De opdracht:
Schrijf de regels van de regel met "Segment every instance of the woodland." tot en met de regel met "[[[42,3],[0,1],[2,120],[119,96],[255,128],[254,1]]]" volledig en met alle tekst opnieuw uit. Verschuif daarbij elke coördinaat in de antwoorden met -116.

Aangeleverde gegevens:
******************************

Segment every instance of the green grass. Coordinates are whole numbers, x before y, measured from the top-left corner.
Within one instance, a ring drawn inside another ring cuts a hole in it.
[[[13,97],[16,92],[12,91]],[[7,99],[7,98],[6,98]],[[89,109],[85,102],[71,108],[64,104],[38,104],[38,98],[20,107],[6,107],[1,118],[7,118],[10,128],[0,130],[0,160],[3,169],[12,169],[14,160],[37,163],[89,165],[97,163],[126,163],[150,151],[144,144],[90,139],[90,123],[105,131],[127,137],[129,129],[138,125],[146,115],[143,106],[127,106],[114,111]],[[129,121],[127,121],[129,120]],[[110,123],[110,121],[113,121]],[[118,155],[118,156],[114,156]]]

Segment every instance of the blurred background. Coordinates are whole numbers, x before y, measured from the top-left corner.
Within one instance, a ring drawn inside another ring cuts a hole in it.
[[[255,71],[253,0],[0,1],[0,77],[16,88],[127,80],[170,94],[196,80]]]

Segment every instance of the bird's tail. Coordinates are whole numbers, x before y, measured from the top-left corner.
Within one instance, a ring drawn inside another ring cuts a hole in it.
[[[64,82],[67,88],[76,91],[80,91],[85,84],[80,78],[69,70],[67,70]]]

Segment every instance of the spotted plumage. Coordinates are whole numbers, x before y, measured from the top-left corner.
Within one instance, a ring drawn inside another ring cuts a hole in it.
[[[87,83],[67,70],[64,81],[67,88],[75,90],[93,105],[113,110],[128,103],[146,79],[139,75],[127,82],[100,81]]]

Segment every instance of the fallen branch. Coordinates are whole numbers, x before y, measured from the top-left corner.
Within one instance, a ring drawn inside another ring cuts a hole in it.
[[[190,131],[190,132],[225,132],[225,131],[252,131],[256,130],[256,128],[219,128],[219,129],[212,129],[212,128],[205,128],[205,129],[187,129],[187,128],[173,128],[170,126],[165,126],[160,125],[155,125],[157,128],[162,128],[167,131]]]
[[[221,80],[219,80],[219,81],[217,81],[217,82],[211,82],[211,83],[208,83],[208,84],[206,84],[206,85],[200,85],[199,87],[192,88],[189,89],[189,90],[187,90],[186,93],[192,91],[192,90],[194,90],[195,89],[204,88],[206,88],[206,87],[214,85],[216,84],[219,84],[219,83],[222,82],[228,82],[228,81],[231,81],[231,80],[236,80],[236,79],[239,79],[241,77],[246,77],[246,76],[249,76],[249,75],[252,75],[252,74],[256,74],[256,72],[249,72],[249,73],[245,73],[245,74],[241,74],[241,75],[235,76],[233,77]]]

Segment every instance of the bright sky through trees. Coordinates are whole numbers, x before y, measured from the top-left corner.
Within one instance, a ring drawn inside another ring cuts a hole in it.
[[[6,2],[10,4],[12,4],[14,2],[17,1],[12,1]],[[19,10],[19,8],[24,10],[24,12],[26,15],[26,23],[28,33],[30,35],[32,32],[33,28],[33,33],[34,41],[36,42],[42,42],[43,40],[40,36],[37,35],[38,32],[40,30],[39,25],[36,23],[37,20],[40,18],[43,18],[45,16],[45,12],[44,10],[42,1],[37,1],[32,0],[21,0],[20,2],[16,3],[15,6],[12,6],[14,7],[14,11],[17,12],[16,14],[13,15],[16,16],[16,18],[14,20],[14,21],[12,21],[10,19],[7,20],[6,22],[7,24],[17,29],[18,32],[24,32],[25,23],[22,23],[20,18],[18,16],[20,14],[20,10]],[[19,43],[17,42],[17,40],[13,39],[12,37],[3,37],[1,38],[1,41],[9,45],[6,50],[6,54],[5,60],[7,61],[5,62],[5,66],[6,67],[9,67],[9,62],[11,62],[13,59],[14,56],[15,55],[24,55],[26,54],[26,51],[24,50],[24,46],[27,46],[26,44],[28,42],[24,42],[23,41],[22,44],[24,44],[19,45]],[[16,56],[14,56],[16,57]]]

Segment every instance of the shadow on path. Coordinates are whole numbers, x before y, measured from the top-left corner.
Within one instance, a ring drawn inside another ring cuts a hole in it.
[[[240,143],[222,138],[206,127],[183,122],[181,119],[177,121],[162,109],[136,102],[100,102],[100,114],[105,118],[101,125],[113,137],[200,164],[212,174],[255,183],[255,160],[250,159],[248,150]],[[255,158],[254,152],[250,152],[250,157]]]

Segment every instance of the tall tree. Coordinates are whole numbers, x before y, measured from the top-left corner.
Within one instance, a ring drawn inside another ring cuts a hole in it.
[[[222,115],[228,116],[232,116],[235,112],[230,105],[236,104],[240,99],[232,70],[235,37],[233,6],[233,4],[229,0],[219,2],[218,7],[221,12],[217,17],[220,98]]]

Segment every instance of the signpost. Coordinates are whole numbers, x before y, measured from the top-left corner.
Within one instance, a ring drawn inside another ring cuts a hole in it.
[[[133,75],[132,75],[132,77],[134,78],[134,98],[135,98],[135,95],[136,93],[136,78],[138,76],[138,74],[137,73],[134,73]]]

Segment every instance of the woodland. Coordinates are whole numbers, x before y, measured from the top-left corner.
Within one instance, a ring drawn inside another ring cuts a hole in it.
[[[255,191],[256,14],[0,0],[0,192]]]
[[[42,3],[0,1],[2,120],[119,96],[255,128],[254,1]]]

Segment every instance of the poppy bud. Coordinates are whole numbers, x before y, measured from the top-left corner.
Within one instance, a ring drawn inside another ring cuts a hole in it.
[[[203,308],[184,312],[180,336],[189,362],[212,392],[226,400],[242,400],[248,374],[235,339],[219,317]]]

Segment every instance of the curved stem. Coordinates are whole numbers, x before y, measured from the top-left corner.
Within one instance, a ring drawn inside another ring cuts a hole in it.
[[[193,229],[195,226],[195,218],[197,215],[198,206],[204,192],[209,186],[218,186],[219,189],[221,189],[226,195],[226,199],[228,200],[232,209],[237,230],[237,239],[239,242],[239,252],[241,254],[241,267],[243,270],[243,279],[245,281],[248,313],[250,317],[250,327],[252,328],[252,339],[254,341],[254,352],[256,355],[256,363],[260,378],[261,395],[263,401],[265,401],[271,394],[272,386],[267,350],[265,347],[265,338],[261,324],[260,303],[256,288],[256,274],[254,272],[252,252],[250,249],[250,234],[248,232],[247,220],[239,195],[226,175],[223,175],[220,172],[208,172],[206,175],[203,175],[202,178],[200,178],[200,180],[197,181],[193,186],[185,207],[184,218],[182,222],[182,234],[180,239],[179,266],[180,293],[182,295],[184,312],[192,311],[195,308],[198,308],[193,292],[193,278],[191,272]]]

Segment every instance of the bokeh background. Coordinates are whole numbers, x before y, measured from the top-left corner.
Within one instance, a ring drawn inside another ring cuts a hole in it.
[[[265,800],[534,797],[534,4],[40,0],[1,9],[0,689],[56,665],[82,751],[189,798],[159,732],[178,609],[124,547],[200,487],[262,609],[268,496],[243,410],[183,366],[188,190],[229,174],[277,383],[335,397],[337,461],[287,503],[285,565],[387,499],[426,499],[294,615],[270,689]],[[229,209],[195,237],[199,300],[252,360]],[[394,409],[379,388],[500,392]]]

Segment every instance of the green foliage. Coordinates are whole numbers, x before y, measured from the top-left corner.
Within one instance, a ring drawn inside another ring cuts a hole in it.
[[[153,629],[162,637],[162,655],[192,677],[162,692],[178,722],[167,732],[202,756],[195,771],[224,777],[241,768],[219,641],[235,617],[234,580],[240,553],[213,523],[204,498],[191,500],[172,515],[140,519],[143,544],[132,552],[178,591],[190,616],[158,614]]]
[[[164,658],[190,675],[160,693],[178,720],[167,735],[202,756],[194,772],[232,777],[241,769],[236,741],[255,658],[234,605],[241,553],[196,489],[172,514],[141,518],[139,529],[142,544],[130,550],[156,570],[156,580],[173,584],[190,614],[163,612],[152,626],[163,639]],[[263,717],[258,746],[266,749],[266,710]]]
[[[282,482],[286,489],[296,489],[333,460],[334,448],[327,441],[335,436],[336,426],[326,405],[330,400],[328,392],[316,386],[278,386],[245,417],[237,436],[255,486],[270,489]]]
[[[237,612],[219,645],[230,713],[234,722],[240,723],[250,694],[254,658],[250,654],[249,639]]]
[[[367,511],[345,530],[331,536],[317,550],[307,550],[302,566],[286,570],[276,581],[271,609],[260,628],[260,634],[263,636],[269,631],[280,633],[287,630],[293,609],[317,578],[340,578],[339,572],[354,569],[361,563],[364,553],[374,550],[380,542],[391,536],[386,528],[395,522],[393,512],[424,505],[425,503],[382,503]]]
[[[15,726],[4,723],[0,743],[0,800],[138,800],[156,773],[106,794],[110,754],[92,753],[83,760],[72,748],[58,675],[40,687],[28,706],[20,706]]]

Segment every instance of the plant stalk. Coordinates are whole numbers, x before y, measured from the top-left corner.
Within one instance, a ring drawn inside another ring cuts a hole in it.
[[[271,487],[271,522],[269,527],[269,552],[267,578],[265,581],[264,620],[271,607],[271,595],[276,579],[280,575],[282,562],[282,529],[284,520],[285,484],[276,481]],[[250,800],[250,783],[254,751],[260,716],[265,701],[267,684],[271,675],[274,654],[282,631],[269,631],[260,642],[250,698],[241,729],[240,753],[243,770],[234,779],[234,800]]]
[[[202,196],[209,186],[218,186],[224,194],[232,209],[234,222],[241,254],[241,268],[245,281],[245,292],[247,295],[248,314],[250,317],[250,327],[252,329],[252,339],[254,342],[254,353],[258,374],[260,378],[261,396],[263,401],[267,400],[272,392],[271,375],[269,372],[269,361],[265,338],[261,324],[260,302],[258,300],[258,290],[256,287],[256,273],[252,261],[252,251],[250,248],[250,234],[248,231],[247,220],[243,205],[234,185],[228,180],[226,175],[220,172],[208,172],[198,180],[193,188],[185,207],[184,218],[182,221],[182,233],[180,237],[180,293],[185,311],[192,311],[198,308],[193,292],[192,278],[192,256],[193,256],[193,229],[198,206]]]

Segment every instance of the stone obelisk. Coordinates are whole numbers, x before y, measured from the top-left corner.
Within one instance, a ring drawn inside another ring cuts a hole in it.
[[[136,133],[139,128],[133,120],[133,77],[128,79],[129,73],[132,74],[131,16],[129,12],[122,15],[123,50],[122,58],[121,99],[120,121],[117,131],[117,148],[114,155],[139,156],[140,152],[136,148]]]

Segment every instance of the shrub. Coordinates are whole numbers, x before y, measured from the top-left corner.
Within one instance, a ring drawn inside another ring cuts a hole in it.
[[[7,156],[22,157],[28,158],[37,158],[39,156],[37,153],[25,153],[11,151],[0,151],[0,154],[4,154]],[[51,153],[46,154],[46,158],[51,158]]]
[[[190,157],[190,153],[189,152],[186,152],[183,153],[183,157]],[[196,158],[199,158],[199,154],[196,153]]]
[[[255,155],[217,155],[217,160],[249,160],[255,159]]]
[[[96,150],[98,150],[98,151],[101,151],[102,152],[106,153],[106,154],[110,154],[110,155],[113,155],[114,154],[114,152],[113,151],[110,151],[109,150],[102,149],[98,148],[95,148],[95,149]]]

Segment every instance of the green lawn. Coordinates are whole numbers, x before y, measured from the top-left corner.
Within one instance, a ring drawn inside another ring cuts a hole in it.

******************************

Uitgevoerde opdracht:
Segment every instance of the woodland. Coordinates are whole numbers, x before y, measured from the top-left corner.
Within one instance, a ring drawn inside another ring cuts a hole in it.
[[[139,75],[140,-102],[-116,-116],[-116,76]]]
[[[-74,-113],[-116,-115],[-114,4],[3,-20],[139,12],[138,-115]]]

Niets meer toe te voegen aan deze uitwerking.